• Task goal
In the CRUSH Map text below, what is the important difference in the 'take' command of the rule shown?

• Reading passage
--- BEGIN ---

If you need to manually edit the CRUSH Map to customize your rule, the syntax has been extended to allow the device class to be specified. For example, the CRUSH rule generated by the above commands looks as follows:

rule ecpool {
  id 2
  type erasure
  min_size 3
  max_size 6
  step set_chooseleaf_tries 5
  step set_choose_tries 100
  step take default class ssd
  step chooseleaf indep 0 type host
  step emit
}

The important difference there is that the 'take' command includes the additional 'class CLASS_NAME' suffix.

7.1.1.4 Additional Commands

To list device classes used in a CRUSH Map, run:

cephadm > ceph osd crush class ls
[
  "hdd",
  "ssd"
]

To list existing CRUSH rules, run:

cephadm > ceph osd crush rule ls
replicated_rule
fast

To view details of the CRUSH rule named 'fast', run:

cephadm > ceph osd crush rule dump fast
{
		"rule_id": 1,
		"rule_name": "fast",
		"ruleset": 1,
		"type": 1,
		"min_size": 1,
		"max_size": 10,
		"steps": [
						{
										"op": "take",
										"item": -21,
										"item_name": "default~ssd"
						},
						{
										"op": "chooseleaf_firstn",
										"num": 0,
										"type": "host"
						},
						{
										"op": "emit"
						}
		]
}

To list OSDs that belong to a 'ssd' class, run:

cephadm > ceph osd crush class ls-osd ssd
0
1

7.1.1.5 Migrating from a Legacy SSD Rule to Device Classes

In SUSE Enterprise Storage prior to version 5, you needed to manually edit the CRUSH Map and maintain a parallel hierarchy for each specialized device type (such as SSD) in order to write rules that apply to these devices. Since SUSE Enterprise Storage 5, the device class feature has enabled this transparently.

--- END ---

Point labeling items

--- BEGIN ---

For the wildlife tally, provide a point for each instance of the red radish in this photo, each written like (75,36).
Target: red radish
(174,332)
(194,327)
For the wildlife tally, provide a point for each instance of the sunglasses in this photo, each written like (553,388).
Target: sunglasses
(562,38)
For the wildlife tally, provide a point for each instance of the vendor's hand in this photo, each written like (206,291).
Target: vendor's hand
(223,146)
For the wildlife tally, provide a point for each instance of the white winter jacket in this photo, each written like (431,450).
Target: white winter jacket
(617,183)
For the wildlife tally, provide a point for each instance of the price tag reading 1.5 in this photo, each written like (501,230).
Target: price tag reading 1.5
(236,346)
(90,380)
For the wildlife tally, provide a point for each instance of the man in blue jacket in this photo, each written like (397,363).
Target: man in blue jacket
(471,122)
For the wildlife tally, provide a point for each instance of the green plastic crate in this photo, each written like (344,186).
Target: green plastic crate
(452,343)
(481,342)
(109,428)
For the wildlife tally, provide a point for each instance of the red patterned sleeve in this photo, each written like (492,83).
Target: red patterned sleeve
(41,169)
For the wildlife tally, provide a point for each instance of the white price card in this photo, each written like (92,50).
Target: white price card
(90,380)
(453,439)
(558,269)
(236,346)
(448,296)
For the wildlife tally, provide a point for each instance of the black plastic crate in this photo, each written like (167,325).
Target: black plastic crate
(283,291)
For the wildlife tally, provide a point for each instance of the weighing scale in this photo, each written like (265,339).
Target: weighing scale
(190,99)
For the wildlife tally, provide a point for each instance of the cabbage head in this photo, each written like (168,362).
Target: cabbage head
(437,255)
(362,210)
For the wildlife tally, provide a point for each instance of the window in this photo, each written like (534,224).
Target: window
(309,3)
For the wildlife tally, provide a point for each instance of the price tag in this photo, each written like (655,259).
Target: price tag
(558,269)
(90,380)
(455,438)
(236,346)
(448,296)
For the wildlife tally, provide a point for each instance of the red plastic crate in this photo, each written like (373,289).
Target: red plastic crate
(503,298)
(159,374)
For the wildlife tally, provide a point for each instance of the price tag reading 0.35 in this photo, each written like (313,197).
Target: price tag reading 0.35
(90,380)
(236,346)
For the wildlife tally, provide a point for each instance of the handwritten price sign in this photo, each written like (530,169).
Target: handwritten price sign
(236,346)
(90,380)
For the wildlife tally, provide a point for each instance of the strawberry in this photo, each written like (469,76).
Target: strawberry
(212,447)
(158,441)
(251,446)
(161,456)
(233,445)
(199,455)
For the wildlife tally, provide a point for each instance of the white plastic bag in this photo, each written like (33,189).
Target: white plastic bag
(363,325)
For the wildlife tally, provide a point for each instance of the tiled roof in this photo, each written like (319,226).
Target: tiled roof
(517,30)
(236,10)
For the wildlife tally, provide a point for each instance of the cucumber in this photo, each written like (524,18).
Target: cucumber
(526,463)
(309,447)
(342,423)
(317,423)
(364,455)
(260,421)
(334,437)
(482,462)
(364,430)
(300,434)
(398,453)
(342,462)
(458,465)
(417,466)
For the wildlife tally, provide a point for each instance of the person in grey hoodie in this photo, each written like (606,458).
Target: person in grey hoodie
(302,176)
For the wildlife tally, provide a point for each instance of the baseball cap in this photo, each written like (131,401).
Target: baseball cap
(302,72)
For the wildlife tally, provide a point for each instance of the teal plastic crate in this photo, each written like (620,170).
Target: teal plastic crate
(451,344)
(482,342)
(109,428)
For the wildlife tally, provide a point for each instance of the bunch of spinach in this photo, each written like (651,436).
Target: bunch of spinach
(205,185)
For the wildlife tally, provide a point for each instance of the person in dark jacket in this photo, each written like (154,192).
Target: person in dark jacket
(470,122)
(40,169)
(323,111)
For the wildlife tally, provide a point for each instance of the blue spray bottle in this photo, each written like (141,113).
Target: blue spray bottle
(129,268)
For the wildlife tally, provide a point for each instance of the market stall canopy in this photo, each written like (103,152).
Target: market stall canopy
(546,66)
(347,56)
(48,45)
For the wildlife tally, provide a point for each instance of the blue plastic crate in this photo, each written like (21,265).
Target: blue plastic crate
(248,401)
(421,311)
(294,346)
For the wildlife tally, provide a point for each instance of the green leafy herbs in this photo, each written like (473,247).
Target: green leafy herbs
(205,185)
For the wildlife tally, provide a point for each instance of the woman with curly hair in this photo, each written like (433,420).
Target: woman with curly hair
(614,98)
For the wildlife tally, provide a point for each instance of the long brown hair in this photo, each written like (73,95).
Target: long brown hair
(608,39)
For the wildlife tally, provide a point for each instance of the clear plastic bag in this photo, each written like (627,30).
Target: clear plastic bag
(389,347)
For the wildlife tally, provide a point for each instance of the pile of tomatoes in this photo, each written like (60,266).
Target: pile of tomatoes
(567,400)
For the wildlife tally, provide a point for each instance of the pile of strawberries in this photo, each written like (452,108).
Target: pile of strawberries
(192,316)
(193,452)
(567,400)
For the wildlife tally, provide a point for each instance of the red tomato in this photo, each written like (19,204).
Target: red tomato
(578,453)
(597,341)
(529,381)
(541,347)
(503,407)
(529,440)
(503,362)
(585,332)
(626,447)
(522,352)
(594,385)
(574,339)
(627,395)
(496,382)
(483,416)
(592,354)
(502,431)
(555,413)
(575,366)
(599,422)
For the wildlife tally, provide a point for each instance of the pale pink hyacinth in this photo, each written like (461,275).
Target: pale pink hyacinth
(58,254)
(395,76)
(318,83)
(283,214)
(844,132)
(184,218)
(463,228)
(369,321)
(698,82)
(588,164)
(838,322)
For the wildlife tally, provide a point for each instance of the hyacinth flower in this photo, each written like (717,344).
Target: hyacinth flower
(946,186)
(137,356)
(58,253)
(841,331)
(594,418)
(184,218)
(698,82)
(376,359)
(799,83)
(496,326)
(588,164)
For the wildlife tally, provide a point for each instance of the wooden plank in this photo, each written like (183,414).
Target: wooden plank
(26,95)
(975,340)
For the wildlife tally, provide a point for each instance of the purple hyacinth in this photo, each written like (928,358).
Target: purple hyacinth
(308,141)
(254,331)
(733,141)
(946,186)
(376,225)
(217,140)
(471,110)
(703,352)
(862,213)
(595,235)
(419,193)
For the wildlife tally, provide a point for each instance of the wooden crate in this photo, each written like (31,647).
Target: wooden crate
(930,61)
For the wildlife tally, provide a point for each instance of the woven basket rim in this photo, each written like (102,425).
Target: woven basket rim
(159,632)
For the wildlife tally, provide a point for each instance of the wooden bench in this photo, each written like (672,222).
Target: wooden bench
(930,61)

--- END ---

• Completed exercise
It includes the additional 'class CLASS_NAME' suffix.